*** PROVIDED INFORMATION ***
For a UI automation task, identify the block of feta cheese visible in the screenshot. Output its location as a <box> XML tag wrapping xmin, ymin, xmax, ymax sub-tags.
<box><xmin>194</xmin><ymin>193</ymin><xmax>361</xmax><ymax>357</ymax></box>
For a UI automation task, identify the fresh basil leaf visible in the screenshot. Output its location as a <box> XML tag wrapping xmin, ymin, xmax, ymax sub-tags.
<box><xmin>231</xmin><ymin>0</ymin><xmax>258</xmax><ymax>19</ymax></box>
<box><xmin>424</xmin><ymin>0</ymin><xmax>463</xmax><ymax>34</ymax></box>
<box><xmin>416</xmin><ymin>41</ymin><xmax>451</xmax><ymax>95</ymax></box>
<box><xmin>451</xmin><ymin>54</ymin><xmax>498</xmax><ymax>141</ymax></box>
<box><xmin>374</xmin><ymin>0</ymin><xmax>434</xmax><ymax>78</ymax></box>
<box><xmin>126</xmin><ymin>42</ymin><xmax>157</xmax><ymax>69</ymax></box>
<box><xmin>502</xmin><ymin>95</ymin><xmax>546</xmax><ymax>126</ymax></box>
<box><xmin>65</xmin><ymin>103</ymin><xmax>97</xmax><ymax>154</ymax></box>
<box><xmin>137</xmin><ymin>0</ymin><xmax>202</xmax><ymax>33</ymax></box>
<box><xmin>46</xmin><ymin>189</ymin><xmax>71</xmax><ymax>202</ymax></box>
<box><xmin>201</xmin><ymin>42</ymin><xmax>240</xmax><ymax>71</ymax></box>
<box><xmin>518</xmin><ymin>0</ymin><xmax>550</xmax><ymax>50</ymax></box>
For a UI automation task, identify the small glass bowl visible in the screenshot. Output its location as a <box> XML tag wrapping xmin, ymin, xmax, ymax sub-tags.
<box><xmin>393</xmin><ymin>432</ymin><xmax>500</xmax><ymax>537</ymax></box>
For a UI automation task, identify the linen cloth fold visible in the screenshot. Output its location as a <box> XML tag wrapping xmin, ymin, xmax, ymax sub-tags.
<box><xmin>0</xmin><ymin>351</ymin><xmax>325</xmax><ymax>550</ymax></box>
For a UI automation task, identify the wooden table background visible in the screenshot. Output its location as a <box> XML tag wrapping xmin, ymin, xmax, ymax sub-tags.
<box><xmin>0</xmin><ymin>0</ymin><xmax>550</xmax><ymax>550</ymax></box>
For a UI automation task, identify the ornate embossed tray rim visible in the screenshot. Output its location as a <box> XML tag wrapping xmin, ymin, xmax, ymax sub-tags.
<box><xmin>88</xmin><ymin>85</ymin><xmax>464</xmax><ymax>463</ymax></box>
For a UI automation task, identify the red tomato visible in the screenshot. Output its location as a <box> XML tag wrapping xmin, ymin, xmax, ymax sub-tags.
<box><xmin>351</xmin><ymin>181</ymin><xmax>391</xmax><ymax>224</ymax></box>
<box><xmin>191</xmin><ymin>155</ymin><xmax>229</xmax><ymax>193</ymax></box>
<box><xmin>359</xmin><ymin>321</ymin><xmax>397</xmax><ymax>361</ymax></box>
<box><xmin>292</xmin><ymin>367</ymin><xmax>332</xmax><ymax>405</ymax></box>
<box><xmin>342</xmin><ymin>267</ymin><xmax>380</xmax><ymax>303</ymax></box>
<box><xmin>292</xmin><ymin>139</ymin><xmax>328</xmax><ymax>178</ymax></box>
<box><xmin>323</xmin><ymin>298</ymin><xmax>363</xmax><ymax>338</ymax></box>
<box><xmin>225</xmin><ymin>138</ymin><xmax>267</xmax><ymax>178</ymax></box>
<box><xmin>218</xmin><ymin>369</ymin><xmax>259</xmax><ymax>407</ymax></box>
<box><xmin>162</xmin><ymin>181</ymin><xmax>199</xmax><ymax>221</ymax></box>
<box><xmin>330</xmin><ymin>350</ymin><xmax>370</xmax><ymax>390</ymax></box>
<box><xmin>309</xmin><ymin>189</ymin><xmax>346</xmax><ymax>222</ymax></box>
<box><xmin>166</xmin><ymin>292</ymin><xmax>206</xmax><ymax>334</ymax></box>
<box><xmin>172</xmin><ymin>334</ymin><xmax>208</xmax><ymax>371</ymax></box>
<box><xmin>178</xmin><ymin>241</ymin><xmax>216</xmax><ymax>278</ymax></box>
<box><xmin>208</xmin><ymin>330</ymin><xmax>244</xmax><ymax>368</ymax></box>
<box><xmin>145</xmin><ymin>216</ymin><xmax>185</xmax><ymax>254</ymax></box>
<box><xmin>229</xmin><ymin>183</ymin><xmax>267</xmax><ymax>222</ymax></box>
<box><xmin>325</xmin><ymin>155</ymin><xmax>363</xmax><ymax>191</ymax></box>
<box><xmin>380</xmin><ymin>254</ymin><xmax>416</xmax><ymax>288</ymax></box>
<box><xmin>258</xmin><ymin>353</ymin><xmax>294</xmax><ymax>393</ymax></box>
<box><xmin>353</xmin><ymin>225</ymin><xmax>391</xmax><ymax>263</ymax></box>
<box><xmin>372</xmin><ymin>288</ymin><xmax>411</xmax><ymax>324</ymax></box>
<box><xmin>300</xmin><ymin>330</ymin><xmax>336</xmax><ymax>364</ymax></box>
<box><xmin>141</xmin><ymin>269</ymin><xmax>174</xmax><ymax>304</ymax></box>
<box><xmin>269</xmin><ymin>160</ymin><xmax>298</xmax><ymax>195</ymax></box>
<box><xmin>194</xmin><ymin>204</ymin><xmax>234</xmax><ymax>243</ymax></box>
***
**EXERCISE DIRECTIONS:**
Count the lines of the records above that contain the word "tray". Give only the number.

**RESULT OF THIS TASK:**
1